- **Given data**:
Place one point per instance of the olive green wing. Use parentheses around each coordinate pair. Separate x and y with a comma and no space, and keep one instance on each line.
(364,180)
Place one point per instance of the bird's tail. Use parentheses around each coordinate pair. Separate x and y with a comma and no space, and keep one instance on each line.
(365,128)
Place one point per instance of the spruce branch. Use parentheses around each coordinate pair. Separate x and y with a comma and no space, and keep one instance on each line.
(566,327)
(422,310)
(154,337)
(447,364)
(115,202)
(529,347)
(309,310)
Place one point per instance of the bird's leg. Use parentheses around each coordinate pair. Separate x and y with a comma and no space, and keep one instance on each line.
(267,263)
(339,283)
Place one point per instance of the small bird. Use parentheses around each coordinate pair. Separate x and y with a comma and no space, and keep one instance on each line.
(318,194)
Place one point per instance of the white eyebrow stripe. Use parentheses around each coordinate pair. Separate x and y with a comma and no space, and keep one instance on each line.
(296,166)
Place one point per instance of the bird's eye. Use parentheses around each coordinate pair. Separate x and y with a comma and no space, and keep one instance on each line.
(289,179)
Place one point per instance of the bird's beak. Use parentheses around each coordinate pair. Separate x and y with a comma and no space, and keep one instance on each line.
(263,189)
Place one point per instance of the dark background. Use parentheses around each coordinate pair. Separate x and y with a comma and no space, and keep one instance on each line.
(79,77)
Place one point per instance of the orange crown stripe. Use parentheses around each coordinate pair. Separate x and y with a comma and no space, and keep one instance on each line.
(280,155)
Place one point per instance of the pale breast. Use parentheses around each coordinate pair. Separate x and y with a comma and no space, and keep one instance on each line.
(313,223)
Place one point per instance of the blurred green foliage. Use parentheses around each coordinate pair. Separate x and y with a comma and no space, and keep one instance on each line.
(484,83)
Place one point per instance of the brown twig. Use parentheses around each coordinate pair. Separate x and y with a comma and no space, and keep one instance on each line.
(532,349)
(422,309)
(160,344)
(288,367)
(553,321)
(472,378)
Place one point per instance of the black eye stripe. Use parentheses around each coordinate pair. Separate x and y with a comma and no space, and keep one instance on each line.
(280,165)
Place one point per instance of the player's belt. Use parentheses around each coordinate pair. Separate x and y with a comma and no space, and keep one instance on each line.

- **What you have to do**: Copy all of the records above word for word, keeping each line unchanged and in its original order.

- **Result for this task**:
Place one point per instance of the olive green wing. Use parentheses around each coordinate pair. Separate x and y with a comma and no space, and keep one instance on each line.
(364,180)
Place one point per instance of the bird's tail. Use parentheses around each coordinate pair. Separate x and y with a comma and no space, and keep one instance on each line.
(365,128)
Place one point per instance of the spruce branch. Use parentheses around each coordinate pair. Separate x and y with a comma and no space, and keep one instance on each line.
(566,327)
(422,310)
(154,337)
(447,364)
(115,202)
(529,347)
(309,310)
Place one point per instance of the bird's leg. Use parentheses around each coordinate pair. Separate x and y with a comma and no space, and keep one instance on each line.
(267,263)
(339,283)
Place one point per instance of the small bird. Use parentheses around each coordinate pair. Separate x and y with a comma and no space, and keep one instance on each line.
(318,194)
Place one point per instance of the white eyebrow stripe. Use parentheses around each coordinate pair. Separate x and y with a comma and no space, and keep one instance on each line.
(296,166)
Place one point per instance of the bird's eye. Use parentheses around each coordinate pair. Separate x and y with a comma and no space, and keep one instance on each line.
(289,179)
Place one point per instance of the bird's beak. Use parentheses around each coordinate pair. Separate x and y with a comma and no space, and keep one instance on each line.
(263,189)
Place one point per instance of the dark background. Use parentheses around each coordinate pair. Separate x and y with a comma and no space, and keep one instance on each line.
(79,77)
Place one point per instance of the orange crown stripe. Use parentheses around each coordinate pair. Separate x and y with a comma and no space, and keep one instance on each line.
(280,155)
Place one point per instance of the pale breast. Use parentheses around each coordinate pair. Separate x and y with a comma and no space, and keep one instance on each line.
(313,223)
Place one point per instance of the blurred green foliage. Use parentheses around each coordinate pair. Separate x and y with a comma and no space, and keep one instance on each line.
(484,83)
Place one point per instance of the brown twig. Use parentheses around each coordinate pair. Separate x and y with a comma and no space, and keep one instance on each line.
(532,349)
(422,309)
(160,344)
(288,367)
(553,321)
(472,378)
Place one point per instance of the black eye stripe. Use parentheses around each coordinate pair. Separate x and y with a comma and no space, and keep one instance on each line.
(280,165)
Place one point per instance of the player's belt. Use parentheses around each coordinate pair. Separate x and y with a comma and no space, and keep one instance on each line.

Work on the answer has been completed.